Your response needs to be the data below, retyped exactly.

Data extracted from a collection:
=== Begin Enclosure ===
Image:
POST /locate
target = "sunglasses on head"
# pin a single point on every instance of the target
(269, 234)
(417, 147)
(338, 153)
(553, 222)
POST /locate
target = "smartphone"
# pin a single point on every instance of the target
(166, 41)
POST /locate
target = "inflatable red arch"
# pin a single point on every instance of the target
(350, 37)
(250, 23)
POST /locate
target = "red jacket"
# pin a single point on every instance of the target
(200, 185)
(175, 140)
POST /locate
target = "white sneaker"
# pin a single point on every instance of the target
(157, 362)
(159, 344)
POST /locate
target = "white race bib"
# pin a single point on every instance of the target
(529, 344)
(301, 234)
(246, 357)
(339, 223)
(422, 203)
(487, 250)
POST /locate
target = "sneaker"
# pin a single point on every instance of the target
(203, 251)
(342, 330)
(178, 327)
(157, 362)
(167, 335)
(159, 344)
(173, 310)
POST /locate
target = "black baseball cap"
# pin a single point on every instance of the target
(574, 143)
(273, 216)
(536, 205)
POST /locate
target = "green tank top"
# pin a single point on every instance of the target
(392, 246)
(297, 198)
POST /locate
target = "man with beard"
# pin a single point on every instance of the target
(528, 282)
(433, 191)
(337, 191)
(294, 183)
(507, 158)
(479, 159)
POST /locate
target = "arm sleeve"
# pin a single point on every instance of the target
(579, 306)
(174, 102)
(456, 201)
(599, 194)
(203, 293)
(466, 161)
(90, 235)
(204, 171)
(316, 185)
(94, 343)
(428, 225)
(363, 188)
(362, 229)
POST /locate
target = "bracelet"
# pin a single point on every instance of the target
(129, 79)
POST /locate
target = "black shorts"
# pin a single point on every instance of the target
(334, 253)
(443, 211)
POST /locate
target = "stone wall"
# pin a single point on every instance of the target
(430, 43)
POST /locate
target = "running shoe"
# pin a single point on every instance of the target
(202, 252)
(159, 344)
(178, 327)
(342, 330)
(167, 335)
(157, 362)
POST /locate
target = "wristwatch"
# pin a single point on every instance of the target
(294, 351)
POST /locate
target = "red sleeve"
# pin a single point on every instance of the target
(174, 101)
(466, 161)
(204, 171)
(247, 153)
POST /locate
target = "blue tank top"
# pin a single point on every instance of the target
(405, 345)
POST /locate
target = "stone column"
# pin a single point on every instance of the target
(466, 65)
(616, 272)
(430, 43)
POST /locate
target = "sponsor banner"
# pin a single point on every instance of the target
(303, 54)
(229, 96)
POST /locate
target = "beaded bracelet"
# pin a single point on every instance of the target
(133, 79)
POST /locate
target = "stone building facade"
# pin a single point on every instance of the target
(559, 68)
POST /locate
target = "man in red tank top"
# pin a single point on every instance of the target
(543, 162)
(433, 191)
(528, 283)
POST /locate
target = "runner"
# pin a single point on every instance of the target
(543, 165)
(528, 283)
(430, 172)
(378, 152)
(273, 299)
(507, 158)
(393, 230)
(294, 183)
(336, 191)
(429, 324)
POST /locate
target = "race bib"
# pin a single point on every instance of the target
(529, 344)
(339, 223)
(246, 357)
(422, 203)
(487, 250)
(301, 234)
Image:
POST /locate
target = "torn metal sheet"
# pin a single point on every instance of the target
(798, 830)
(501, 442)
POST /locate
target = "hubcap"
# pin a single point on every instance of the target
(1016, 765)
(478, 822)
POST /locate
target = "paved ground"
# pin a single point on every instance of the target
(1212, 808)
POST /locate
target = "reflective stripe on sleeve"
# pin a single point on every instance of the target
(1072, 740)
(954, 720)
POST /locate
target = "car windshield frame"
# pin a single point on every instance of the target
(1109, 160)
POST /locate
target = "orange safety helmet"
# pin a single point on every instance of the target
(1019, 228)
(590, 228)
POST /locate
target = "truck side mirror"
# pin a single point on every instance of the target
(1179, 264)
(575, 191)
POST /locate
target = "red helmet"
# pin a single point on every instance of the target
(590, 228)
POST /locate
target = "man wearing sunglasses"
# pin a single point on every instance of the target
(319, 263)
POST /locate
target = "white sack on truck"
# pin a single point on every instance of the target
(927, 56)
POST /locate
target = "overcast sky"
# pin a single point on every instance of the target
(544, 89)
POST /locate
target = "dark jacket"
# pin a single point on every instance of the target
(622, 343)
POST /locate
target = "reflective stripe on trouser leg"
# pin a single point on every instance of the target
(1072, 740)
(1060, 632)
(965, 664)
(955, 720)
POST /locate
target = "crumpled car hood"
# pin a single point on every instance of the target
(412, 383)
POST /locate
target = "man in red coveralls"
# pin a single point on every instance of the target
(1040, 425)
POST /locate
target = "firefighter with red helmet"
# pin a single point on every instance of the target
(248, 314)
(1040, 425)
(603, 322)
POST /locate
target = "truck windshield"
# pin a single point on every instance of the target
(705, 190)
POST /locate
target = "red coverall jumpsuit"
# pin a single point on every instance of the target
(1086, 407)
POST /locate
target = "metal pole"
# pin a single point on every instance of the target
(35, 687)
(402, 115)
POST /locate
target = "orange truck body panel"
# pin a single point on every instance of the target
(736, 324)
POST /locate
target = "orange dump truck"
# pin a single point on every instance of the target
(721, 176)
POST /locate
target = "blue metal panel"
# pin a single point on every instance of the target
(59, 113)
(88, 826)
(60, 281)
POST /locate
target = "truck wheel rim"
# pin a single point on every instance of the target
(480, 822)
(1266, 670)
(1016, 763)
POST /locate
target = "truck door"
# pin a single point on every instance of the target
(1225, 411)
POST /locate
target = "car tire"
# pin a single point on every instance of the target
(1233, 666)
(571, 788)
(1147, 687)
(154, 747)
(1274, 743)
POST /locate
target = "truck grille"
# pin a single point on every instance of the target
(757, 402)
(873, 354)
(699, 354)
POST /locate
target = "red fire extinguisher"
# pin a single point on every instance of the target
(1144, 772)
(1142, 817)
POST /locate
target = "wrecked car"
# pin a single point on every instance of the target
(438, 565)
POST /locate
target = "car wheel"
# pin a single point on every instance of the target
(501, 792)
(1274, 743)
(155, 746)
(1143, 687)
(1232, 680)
=== End Enclosure ===
* [Final answer]:
Image:
POST /locate
target = "sunglasses on head"
# pin a single point on every instance of the target
(269, 234)
(417, 147)
(338, 153)
(553, 222)
POST /locate
target = "smartphone"
# pin a single point on every instance of the target
(166, 41)
POST /locate
target = "inflatable red arch"
# pin a single point on every instance of the target
(350, 37)
(250, 23)
POST /locate
target = "red jacket"
# pin a single point on every instance of the target
(200, 185)
(175, 140)
POST /locate
target = "white sneaker"
# pin a single point on every instance of the target
(157, 362)
(159, 344)
POST /locate
target = "white race bib"
# pin a single point on every instance of the target
(529, 344)
(301, 234)
(246, 357)
(339, 223)
(422, 203)
(487, 250)
POST /locate
target = "sneaker"
# pin a single point on every instance of the target
(203, 251)
(342, 330)
(178, 327)
(157, 362)
(167, 335)
(159, 344)
(173, 310)
POST /locate
target = "black baseball cap"
# pin a single point on every instance of the target
(574, 143)
(273, 216)
(536, 205)
POST /locate
target = "green tank top"
# pin a single point on every instance of the target
(392, 246)
(297, 198)
POST /locate
target = "man with beard"
# pin a single point on every instance of the target
(528, 282)
(433, 191)
(337, 191)
(294, 183)
(507, 158)
(479, 159)
POST /locate
target = "arm sleeve"
# pin a single point on every instance of the target
(579, 306)
(174, 102)
(456, 201)
(599, 194)
(203, 293)
(466, 161)
(90, 235)
(204, 171)
(316, 185)
(94, 343)
(428, 225)
(363, 188)
(362, 229)
POST /locate
target = "bracelet"
# pin a single point on every instance of the target
(129, 79)
POST /locate
target = "black shorts"
# pin a single point on every instance of the target
(334, 253)
(443, 211)
POST /locate
target = "stone wall"
# pin a single point on every instance of the target
(430, 43)
POST /locate
target = "running shoe"
# pin a single point on every instance of the target
(202, 252)
(159, 344)
(178, 327)
(342, 330)
(167, 335)
(157, 362)
POST /locate
target = "wristwatch"
# pin a single point on every instance of the target
(294, 351)
POST /locate
target = "red sleeve"
# pin a single point on every instance of the target
(174, 101)
(466, 161)
(204, 171)
(247, 153)
POST /locate
target = "blue tank top"
# pin a single point on every instance of the target
(405, 345)
POST /locate
target = "stone column"
# pin a single point on every instance of the target
(466, 65)
(616, 272)
(430, 43)
POST /locate
target = "sponsor banner"
# pin a single point on every instance of the target
(303, 54)
(229, 96)
POST /locate
target = "beaded bracelet"
# pin a single point on every instance of the target
(133, 79)
POST /locate
target = "stone building facade"
# pin a single point on every instance of the target
(559, 68)
POST /locate
target = "man in red tank top"
# pin a single point on every instance of the target
(543, 162)
(433, 191)
(528, 283)
POST /locate
target = "runner"
# pin a single point on every instance of the target
(543, 165)
(528, 283)
(430, 172)
(378, 152)
(273, 299)
(507, 158)
(393, 230)
(294, 183)
(336, 191)
(429, 324)
POST /locate
target = "race bib"
# pin a single point on every instance of the target
(529, 344)
(339, 223)
(246, 357)
(422, 203)
(487, 250)
(301, 234)
Image:
POST /locate
target = "torn metal sheet"
# pin a single point on every instance of the target
(798, 830)
(501, 442)
POST /locate
target = "hubcap"
# pin a single point on every instance of the target
(1016, 765)
(478, 822)
POST /locate
target = "paved ground"
# pin a single point on every instance of the target
(1212, 808)
POST /locate
target = "reflective stripe on sleeve"
# pin a single point on every instance of the target
(1072, 740)
(954, 720)
POST /locate
target = "car windshield frame"
# pin a single point on every instance of the target
(1109, 160)
POST /locate
target = "orange safety helmet"
# pin a single point on every instance of the target
(1019, 228)
(590, 228)
POST /locate
target = "truck side mirror"
# pin a single point on every instance of the target
(1179, 264)
(575, 191)
POST /locate
target = "red helmet"
# pin a single point on every instance of the target
(590, 228)
POST /locate
target = "man wearing sunglasses"
# pin a single point on every instance of the target
(319, 263)
POST /locate
target = "white sack on truck"
# pin a single point on every instance of the target
(927, 56)
POST /locate
target = "overcast sky"
# pin a single point on every instance of the target
(544, 89)
POST /locate
target = "dark jacket"
# pin a single point on every instance of the target
(622, 343)
POST /locate
target = "reflective stripe on trouser leg"
# pin a single point on every instance of the target
(1072, 740)
(1060, 632)
(965, 664)
(955, 720)
POST /locate
target = "crumpled car hood"
# pin a single point on every instance of the target
(412, 383)
POST /locate
target = "man in red coveralls"
# pin a single point on every instance of the target
(1040, 425)
POST /locate
target = "firefighter with red helmet"
# pin a single point on every instance of the target
(248, 314)
(1040, 425)
(603, 322)
POST /locate
target = "truck windshield"
# pin a single point on every instance of the target
(705, 190)
POST /locate
target = "red coverall jumpsuit"
# pin a single point on every instance of the target
(1086, 407)
POST /locate
target = "metal pole"
# pin a single point on every instance of the target
(35, 687)
(402, 115)
POST /locate
target = "orange truck body panel"
# pin a single point on every instance of the target
(736, 324)
POST /locate
target = "orange dump truck"
# pin a single point on every instance of the target
(721, 176)
POST /locate
target = "blue metal panel"
# pin a single point on every instance of the target
(59, 113)
(88, 826)
(60, 281)
POST /locate
target = "truck wheel rim"
# pin a single point on every instance of the target
(480, 822)
(1266, 670)
(1016, 763)
POST /locate
target = "truck door"
# pin a single point on every instance of the target
(1225, 411)
POST /locate
target = "car tire"
# pin a single point on every instance of the target
(1233, 666)
(571, 788)
(1147, 687)
(154, 747)
(1274, 743)
POST /locate
target = "truck grille"
# pin a single point on every instance of the target
(757, 402)
(873, 354)
(699, 354)
POST /locate
target = "red fire extinguisher"
# pin a single point on every instance of the target
(1144, 772)
(1142, 817)
POST /locate
target = "wrecked car"
# pin a single point on every instance of the target
(438, 565)
POST /locate
target = "car wheel"
# pin a single point on every instance of the target
(501, 792)
(1274, 743)
(155, 746)
(1143, 687)
(1232, 680)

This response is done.